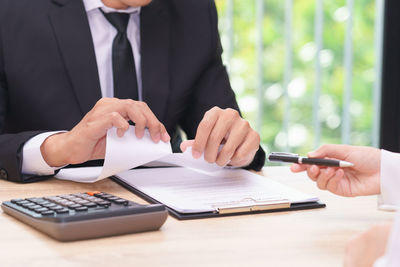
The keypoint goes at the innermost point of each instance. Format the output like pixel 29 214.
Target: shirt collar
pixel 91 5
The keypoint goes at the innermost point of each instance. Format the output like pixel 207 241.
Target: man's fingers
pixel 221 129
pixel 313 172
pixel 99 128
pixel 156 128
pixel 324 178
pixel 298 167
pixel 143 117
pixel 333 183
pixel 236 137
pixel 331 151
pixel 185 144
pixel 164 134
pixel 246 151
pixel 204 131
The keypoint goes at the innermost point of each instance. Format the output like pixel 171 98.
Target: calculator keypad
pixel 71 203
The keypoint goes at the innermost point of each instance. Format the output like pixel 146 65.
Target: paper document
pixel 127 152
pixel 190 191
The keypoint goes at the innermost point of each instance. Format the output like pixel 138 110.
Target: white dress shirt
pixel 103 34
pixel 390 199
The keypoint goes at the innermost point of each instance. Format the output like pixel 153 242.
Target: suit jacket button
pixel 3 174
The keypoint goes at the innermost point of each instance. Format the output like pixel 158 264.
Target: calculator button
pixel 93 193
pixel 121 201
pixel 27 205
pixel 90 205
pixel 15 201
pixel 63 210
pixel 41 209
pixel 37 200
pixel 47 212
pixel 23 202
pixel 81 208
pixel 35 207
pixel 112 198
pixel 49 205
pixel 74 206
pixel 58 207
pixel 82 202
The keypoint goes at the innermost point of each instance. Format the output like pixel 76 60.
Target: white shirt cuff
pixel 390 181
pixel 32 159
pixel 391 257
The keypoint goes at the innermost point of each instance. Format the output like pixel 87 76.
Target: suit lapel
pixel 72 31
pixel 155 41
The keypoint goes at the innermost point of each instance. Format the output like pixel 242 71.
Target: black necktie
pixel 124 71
◇ ◇ ◇
- Exercise instructions
In the listing above, find the line with "pixel 207 241." and the line with "pixel 87 76.", then print exactly those lines and every line between them.

- Finished task
The keypoint goes at the innermost point of each instance. Format the output like pixel 207 241.
Target: man's fingers
pixel 221 129
pixel 313 172
pixel 99 128
pixel 156 128
pixel 324 178
pixel 298 167
pixel 143 117
pixel 333 183
pixel 236 137
pixel 331 151
pixel 185 144
pixel 164 134
pixel 246 151
pixel 204 131
The keypoint goes at the innermost point of each instance. Format the output like pixel 171 98.
Target: calculator keypad
pixel 71 203
The keypoint goes at the innermost point of each instance. Format the output like pixel 146 65.
Target: paper document
pixel 127 152
pixel 190 191
The keypoint goes at the innermost point of each instance. Format the output like pixel 138 110.
Target: white dress shirt
pixel 103 34
pixel 390 199
The keypoint goes at the innermost point of each instance. Format the output like pixel 153 242.
Target: suit jacket button
pixel 3 174
The keypoint goes at the innermost point of each instance. Format the output like pixel 158 264.
Target: calculator button
pixel 93 193
pixel 121 201
pixel 27 205
pixel 90 205
pixel 15 201
pixel 63 210
pixel 41 209
pixel 37 200
pixel 47 212
pixel 23 202
pixel 81 208
pixel 35 207
pixel 112 198
pixel 49 205
pixel 74 206
pixel 58 207
pixel 82 202
The keypoint goes at the innermost point of each instance. Format the output like pixel 76 60.
Target: white shirt cuff
pixel 390 181
pixel 32 159
pixel 391 257
The keypoint goes at the innermost point of each instance. Format the output like pixel 87 76.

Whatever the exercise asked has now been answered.